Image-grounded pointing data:
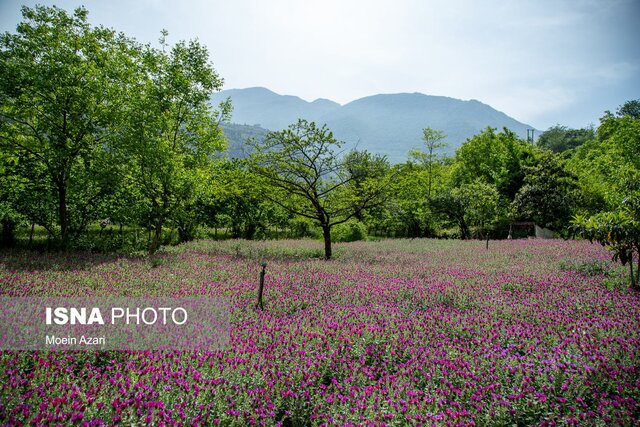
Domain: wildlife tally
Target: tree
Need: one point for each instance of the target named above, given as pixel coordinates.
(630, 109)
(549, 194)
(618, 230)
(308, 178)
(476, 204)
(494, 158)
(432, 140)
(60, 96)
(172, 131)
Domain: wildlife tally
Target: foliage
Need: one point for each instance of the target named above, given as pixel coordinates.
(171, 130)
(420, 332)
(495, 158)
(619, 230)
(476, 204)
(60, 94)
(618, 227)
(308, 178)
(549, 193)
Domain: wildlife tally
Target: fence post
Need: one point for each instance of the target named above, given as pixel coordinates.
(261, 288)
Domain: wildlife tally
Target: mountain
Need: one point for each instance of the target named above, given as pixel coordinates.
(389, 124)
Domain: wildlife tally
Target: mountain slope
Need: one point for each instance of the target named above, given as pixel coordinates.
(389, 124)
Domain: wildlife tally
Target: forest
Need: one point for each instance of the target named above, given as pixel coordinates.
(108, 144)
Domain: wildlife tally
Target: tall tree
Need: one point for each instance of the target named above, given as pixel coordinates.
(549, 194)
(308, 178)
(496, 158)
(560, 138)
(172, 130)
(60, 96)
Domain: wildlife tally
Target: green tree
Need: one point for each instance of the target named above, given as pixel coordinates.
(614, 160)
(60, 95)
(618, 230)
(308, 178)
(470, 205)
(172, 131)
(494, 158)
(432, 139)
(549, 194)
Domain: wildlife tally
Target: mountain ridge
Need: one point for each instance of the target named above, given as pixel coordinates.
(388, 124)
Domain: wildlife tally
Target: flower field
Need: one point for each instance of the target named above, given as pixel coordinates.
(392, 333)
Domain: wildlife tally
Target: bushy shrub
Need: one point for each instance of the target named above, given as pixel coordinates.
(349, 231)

## [Assigned task]
Give back every entry in its exact wording, leaving the pictures out.

## [Written response]
Domain: wildlife tally
Target: tree
Need: one point for each instance of the target named above, given as pixel coordinates.
(630, 109)
(549, 194)
(618, 230)
(308, 178)
(476, 204)
(494, 158)
(432, 140)
(60, 96)
(172, 131)
Domain: wildlife tally
Target: foliage
Need: one point for each instance of the target named above, given as pixel coordinates.
(171, 130)
(420, 332)
(495, 158)
(619, 230)
(476, 204)
(60, 94)
(618, 227)
(308, 178)
(549, 193)
Domain: wildlife tally
Target: fence post
Need: one point for each instance of the target named above, given as pixel coordinates.
(261, 288)
Domain: wildlife tally
Target: mountain
Need: one point for each instance of the target named above, given as pixel coordinates.
(389, 124)
Domain: wildlife tally
Target: mountain slope
Need: one point for each instance of the target named above, given as pixel coordinates.
(389, 124)
Domain: wildlife tally
Target: forest
Need: one point for each instance of the target named above, given as pixel coordinates.
(108, 144)
Domain: wildlife tally
Target: tall tree
Need: one point for each instance of the target named above, given as pixel coordinates.
(549, 194)
(308, 178)
(496, 158)
(560, 138)
(172, 130)
(60, 96)
Domain: wildlife tally
Target: green tree
Need: one point for each instance of the target named above, given as pixel coordinates.
(614, 160)
(60, 95)
(618, 230)
(308, 178)
(470, 205)
(172, 131)
(494, 158)
(432, 139)
(549, 194)
Domain: wildlife tally
Target: mountain ridge
Need: one point for each instance of the target named above, given as pixel coordinates.
(388, 124)
Domain: wildlife tally
Target: flower field
Need: one point for each instance of the target named above, given as pixel coordinates.
(392, 333)
Domain: wildlife tally
Target: bushy shrub
Need: one point for each instance of the target named above, given as pixel coordinates.
(349, 231)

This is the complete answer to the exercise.